These are just my comments and others will report different experiences.

I have made several red wine kits from high priced kits (not the one you
named) and have consistently been disappointed in them. Now white wine kits
are a different mater. I am consistently impressed by what I get.

Ray

"Thomas T. Veldhouse" wrote in message
t...
Hello all! I am new to this group, but I am not new to winemaking. I
originally started making wine in 1990 after making a concord grape wine
in my biology class in college. Later, I made fruit wines and melomels.
At somepoint I migrated over to brewing and haven't really looked back
... until now.

Recently, I have been greatly enjoying read wines with my wife. We
haven't ventured into really fine wines yet, but have enjoyed wines like
Rosemount Estates Shiraz and Mark West Pinot Noir. Nothing really
special, but OK for evening consumption.

Anyway, I decided to buy a wine kit. I bought the Napa Valley Stag's
Leap District Merlot from Northern Brewer in St. Paul. Supposedly this
is a good kit, but I have never tasted a kit wine to know what to
expect. So, can anybody indicate the quality of wine I might expect
from this kit as compared to the above wines mentioned (obviously,
neither are Merlot, but I am asking about quality and not similarity).

— What to do —
**A.** Decide whether each statement agrees with the wine kit discussion, answering yes or no and quoting the deciding words: (i) Ray has been impressed by white wine kits. (ii) The person asking first made a concord grape wine in a high school class. (iii) The person asking has tasted kit wine before.
**B.** Answer these questions from the wine kit discussion:
(i) What kind of wine kits has Ray consistently been disappointed in?
(ii) Which two commercial wines does the person asking mention enjoying?
(iii) Which kit did the person asking buy?
**C.** From the wine kit discussion, return the stretch from "Anyway, I decided" through "and not similarity).", copied exactly.

— Data to examine —
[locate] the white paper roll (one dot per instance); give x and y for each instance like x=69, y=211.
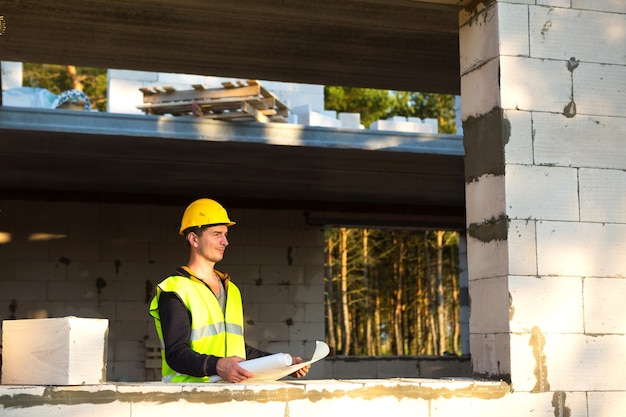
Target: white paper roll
x=275, y=361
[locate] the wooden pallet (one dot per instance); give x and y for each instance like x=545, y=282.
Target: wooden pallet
x=238, y=101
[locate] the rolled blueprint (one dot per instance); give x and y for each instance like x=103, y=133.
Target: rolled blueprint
x=278, y=365
x=260, y=365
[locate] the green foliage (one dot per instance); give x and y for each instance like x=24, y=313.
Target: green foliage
x=370, y=103
x=375, y=105
x=57, y=79
x=402, y=292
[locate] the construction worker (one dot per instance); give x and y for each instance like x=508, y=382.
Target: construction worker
x=198, y=311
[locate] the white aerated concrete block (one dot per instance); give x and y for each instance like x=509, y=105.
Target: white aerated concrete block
x=55, y=351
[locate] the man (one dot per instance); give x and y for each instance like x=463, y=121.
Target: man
x=198, y=311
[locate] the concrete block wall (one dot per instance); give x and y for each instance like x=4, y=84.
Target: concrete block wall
x=543, y=109
x=103, y=260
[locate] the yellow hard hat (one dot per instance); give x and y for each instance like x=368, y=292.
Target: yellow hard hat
x=204, y=212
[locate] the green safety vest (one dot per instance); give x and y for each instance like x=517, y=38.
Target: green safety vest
x=213, y=332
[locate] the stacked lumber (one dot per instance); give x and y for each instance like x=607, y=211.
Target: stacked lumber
x=239, y=101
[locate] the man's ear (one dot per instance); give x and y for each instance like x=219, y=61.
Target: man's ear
x=192, y=238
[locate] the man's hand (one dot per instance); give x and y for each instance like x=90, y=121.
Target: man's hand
x=229, y=370
x=302, y=371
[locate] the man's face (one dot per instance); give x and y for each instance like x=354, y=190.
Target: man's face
x=212, y=243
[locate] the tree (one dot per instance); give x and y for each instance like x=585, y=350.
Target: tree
x=392, y=291
x=371, y=104
x=60, y=78
x=375, y=105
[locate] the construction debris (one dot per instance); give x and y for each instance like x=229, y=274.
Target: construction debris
x=240, y=101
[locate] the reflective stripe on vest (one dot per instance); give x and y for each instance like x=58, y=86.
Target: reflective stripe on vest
x=212, y=332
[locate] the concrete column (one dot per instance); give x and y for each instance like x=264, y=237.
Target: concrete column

— Responses in order —
**A.**
(i) Yes: "I am consistently impressed by what I get."
(ii) No: "making a concord grape wine in my biology class in college"
(iii) No: "I have never tasted a kit wine to know what to expect"

**B.**
(i) Red wine kits made from high priced kits.
(ii) Rosemount Estates Shiraz and Mark West Pinot Noir.
(iii) The Napa Valley Stag's Leap District Merlot from Northern Brewer in St. Paul.

**C.**
Anyway, I decided to buy a wine kit. I bought the Napa Valley Stag's
Leap District Merlot from Northern Brewer in St. Paul. Supposedly this
is a good kit, but I have never tasted a kit wine to know what to
expect. So, can anybody indicate the quality of wine I might expect
from this kit as compared to the above wines mentioned (obviously,
neither are Merlot, but I am asking about quality and not similarity).